Source records
⁂

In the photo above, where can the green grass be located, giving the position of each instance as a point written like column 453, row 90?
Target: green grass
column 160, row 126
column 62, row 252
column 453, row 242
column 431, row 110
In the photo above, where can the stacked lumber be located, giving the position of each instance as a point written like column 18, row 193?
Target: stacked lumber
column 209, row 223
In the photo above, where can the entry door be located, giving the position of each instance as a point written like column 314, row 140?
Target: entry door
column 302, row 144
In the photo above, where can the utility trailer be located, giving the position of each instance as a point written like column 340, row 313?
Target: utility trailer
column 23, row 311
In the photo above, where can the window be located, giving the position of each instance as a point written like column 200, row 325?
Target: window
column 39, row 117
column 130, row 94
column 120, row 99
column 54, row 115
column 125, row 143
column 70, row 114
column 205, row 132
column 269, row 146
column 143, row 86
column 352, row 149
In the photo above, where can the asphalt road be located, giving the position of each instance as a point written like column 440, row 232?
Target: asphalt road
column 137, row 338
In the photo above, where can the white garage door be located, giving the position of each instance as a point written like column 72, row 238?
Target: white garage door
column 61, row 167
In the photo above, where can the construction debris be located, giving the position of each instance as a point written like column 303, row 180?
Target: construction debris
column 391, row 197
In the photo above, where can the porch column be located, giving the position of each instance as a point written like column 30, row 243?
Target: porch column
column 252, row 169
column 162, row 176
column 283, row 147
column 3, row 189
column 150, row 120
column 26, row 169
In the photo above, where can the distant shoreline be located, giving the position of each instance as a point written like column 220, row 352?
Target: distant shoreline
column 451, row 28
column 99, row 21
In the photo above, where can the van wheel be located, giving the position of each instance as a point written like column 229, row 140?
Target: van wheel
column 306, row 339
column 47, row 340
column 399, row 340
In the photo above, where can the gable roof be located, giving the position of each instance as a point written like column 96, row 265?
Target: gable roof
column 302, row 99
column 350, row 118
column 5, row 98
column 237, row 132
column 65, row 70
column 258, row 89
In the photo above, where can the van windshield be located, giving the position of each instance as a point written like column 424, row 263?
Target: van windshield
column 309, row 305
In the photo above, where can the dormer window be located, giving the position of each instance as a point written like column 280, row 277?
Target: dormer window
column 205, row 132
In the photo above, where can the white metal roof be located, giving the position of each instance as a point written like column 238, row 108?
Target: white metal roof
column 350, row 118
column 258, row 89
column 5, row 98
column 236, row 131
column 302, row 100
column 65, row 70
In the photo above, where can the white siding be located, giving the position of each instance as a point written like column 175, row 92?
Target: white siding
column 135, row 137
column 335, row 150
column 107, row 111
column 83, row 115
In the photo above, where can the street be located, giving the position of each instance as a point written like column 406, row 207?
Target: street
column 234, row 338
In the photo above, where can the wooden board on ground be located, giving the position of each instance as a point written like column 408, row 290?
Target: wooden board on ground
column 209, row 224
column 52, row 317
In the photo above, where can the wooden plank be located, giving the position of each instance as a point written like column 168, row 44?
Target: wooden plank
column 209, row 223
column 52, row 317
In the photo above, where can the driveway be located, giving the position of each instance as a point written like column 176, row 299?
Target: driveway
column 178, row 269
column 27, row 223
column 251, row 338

⁂

> _Your instructions_:
Repeat all entries. Match them exactly.

> _Solution to this task_:
In the photo above, where can the green grass be located, giving the position of each instance as a point written like column 453, row 90?
Target: green grass
column 160, row 126
column 62, row 252
column 453, row 242
column 431, row 110
In the photo above, where can the stacked lumber be located, giving the position of each instance as a point written like column 18, row 193?
Target: stacked lumber
column 209, row 223
In the photo above, where can the entry door be located, giving the position of each instance as a point written like column 314, row 140?
Target: entry door
column 302, row 144
In the photo above, where can the utility trailer be located, giving the position of each instance as a point written like column 340, row 313?
Target: utility trailer
column 23, row 311
In the photo above, where can the window be located, giving the position of each instance as a point written like column 200, row 325?
Target: window
column 39, row 117
column 130, row 94
column 120, row 99
column 54, row 115
column 125, row 143
column 70, row 114
column 205, row 132
column 269, row 146
column 143, row 86
column 352, row 149
In the photo above, where can the asphalt road be located, giving the position of each instance as a point written like column 440, row 232?
Target: asphalt road
column 137, row 338
In the photo above, where can the white garage door be located, giving the position of each instance as a point written like column 72, row 238?
Target: white garage door
column 61, row 167
In the photo above, where can the construction debris be located, giving the position of each instance as a point written like column 303, row 180?
Target: construction debris
column 391, row 197
In the photo above, where can the porch column be located, giving the position of each instance as a point written like column 30, row 243?
Target: porch column
column 252, row 169
column 162, row 176
column 283, row 147
column 3, row 189
column 150, row 120
column 26, row 169
In the photo above, where can the distant shoreline be located, giving the position of each instance as a point written like column 220, row 352?
Target: distant shoreline
column 451, row 28
column 99, row 21
In the photo above, where can the van wheel be located, giving the position of each instance as a point written like column 229, row 140?
Target: van wheel
column 306, row 339
column 47, row 340
column 399, row 340
In the photo above, where can the gable roof be located, giving the position of each instance as a point written like column 96, row 265?
Target: gable roof
column 302, row 99
column 350, row 118
column 5, row 98
column 237, row 132
column 65, row 70
column 258, row 89
In the photo above, where can the van windshield be located, giving the position of each instance as a point written like column 424, row 263?
Target: van windshield
column 309, row 305
In the photo above, where can the dormer window be located, giving the position of each instance as a point written like column 280, row 277?
Target: dormer window
column 205, row 132
In the photo above, where can the white metal roof be located, giving the position of each instance as a point written like column 238, row 108?
Target: white metal roof
column 350, row 118
column 258, row 89
column 5, row 98
column 236, row 131
column 302, row 100
column 65, row 70
In the photo above, where can the white siding be located, giving the position of each instance as a point written like column 175, row 92?
Target: white siding
column 135, row 137
column 335, row 150
column 107, row 111
column 83, row 115
In the photo above, where can the street be located, giving the position of each instance as a point written like column 406, row 207?
Target: street
column 234, row 338
In the photo above, where can the wooden board on ground be located, giving the position of each instance as a point written like column 408, row 290?
Target: wooden board on ground
column 209, row 224
column 52, row 317
In the photo above, where can the wooden plank be located, giving the position of each instance as a point written like column 168, row 44?
Target: wooden plank
column 209, row 223
column 52, row 317
In the photo above, where can the driveway be located, giving the position of each instance as a point written like column 176, row 299?
Target: driveway
column 178, row 269
column 27, row 223
column 251, row 338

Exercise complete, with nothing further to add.